Items from a dataset
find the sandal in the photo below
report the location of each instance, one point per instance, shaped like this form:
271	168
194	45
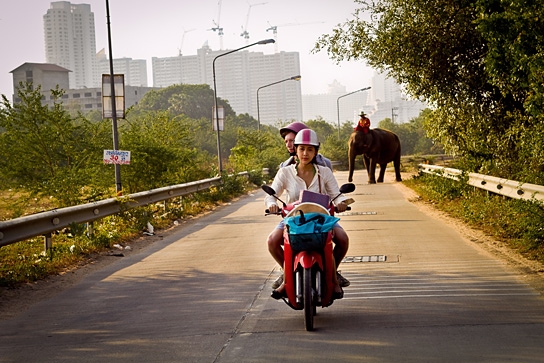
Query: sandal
276	294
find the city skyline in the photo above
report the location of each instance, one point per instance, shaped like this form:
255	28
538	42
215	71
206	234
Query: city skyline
169	27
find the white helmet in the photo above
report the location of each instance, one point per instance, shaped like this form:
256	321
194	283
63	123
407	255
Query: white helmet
306	137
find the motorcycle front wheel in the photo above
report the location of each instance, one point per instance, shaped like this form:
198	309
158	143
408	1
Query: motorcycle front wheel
308	298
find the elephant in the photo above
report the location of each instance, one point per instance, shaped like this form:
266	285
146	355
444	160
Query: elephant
377	146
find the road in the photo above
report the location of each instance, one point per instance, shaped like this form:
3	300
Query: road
201	294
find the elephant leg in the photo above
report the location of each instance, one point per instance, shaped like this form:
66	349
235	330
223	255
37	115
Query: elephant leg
396	164
382	172
371	169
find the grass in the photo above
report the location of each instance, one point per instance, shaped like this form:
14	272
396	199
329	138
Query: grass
519	223
26	261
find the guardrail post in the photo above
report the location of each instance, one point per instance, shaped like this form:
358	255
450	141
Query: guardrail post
90	229
47	242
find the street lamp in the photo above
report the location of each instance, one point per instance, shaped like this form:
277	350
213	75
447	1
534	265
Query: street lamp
118	187
338	105
266	41
294	78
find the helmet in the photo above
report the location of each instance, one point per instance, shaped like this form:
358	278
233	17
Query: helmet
294	127
307	137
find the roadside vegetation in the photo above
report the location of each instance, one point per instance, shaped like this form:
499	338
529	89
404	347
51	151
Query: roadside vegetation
517	223
477	64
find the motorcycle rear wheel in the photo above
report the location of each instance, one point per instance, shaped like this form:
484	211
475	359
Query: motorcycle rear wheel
308	298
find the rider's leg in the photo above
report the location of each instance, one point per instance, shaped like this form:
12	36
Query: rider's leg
341	241
274	241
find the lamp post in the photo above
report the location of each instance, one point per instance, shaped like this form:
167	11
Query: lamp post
338	105
266	41
294	78
118	187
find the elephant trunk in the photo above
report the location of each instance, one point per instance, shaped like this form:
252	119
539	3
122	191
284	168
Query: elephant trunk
351	162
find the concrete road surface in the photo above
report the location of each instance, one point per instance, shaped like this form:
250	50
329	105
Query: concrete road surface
202	295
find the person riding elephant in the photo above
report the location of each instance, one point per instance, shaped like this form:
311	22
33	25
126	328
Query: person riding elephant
377	146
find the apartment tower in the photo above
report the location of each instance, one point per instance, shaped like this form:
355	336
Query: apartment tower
70	42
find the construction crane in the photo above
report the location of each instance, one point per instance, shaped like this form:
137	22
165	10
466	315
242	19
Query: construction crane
245	33
217	27
274	29
180	49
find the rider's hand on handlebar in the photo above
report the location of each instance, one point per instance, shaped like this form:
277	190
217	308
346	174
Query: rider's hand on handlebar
273	209
341	207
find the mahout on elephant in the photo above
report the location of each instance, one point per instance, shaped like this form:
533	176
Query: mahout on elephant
378	146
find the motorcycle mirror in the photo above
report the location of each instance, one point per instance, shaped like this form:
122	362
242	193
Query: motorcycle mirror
347	188
268	190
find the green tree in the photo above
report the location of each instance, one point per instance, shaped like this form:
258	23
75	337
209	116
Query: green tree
194	101
163	152
47	152
449	61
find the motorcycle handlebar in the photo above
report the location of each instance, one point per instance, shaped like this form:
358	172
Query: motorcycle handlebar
267	211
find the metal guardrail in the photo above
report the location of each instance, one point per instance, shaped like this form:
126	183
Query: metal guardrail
508	188
44	223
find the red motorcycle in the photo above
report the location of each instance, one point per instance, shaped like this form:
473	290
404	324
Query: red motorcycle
309	267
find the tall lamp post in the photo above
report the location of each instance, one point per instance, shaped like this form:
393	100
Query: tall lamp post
118	187
266	41
294	78
338	105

:: THE TASK ::
Print all entries exactly; skip the pictures.

:: RESULT ::
find the sandal in the photo below
report the location of each instance, one point per instance, shaped like this form:
271	168
194	45
Query: sandal
276	294
find the city skyline in the photo above
report the location of each instance, one point per instance, shaped like this form:
255	28
538	42
215	71
206	234
Query: city skyline
169	27
find the white helmet in the photo above
report the location of each instance, one point per instance, shaped like this form:
256	321
194	283
63	123
407	255
Query: white helmet
306	137
find the motorcycle front wheel in the photo above
report the location of each instance, one point per instance, shaped like this form:
198	309
158	143
408	1
Query: motorcycle front wheel
308	298
find the elephant in the photo above
report the location of each instance, one point per instance, shaped like this form:
266	285
146	355
444	160
Query: elephant
377	146
find the road in the photo above
report the location of each instance, one point per instance, shaped like this form:
3	300
Query: road
201	294
find the elephant leg in the photo above
report the location of each instance, one point per instance, shaped like this form:
66	349
235	330
223	255
37	115
Query: elephant leg
396	164
382	172
371	169
find the grass in the photo above
report the location of each instance, one point per instance, shaped like this form:
14	272
396	199
329	138
Query: grass
519	223
26	261
find the guardrail post in the photo above
report the location of each instance, one point per instance, shaped like this form:
358	255
450	141
Query: guardrail post
90	229
47	242
find the street lamp in the photo above
report the location of each instance, one point per instance, shaped like this form:
277	350
213	75
447	1
534	265
Query: street lamp
118	187
338	105
266	41
294	78
find the helmet in the photo above
report the location of each instance, one point per instance, shaped like this form:
358	278
233	17
Query: helmet
294	127
307	137
find the roadside vegetation in the photo above
report the location of each instance, one point per instance, shaped like this form:
499	338
529	89
404	347
51	151
Query: roadside vegetation
517	223
477	64
find the motorcycle rear wheel in the photo above
report the location of each instance, one point per instance, shaped like this form:
484	211
475	359
Query: motorcycle rear wheel
308	298
find the rider's leg in the photo above
report the location of each instance, one point per instance, shaped like this form:
12	36
Query: rider's leg
341	241
274	241
find the lamp post in the photo above
report the location of each instance, one point per instance, shaped like this form:
167	11
Query: lamp post
338	105
266	41
294	78
118	187
find the elephant trunk in the photo above
report the location of each instance, one point per instance, shaped like this form:
252	119
539	3
122	191
284	168
Query: elephant trunk
351	162
find the concrete road surface in the photo above
report the location of each instance, one point per instance, shaped like this form:
250	50
329	105
Query: concrete road surface
202	295
find the person riding elephant in the photo above
report the location of each instance, one point per instance, shaped like this form:
311	22
33	25
126	328
Query: person riding elephant
377	146
find the apartment tower in the photo above
report the location of each instance, one point per instance, shaped like this form:
355	336
Query: apartment tower
70	42
find the construction crane in the photo above
report the location of each instance, one point per instance, shaped like this form:
137	22
165	10
466	315
242	19
Query: construction crane
245	33
217	27
274	29
180	49
find the rider's hand on handlebar in the photo above
report the location of each instance, one point per instance, shaped like this form:
277	190
217	308
346	174
Query: rider's hand on handlebar
273	209
341	207
find the mahout on elephant in the photo above
report the location of each instance, one point per instance, shaped like this form:
533	176
Query: mahout on elephant
378	146
find the motorcycle mirror in the photo above
report the location of each instance, one point per instance, shaped like this form:
122	362
242	193
Query: motorcycle mirror
347	188
268	190
find the green tree in the photo above
report the location of each instance, one point per instance, shaped like this form:
258	23
75	337
209	116
Query: green tree
194	101
163	152
47	152
449	61
find the motorcycle handlebar in the photo above
report the location of each instance, one point per instance, shaped like this form:
358	172
Query: motorcycle handlebar
267	211
find the metal guardrail in the photo above
report the location of each instance, one point per instance, shaped like this form:
126	183
Query: metal guardrail
508	188
44	223
find the red motorcycle in the photo above
report the location of each instance, one point per instance, shaped like this form:
473	290
404	324
Query: red motorcycle
309	267
find the tall lamp post in the photo above
report the location of each instance, one point per instance, shaped like this form:
393	100
Query: tall lamp post
118	187
266	41
294	78
338	105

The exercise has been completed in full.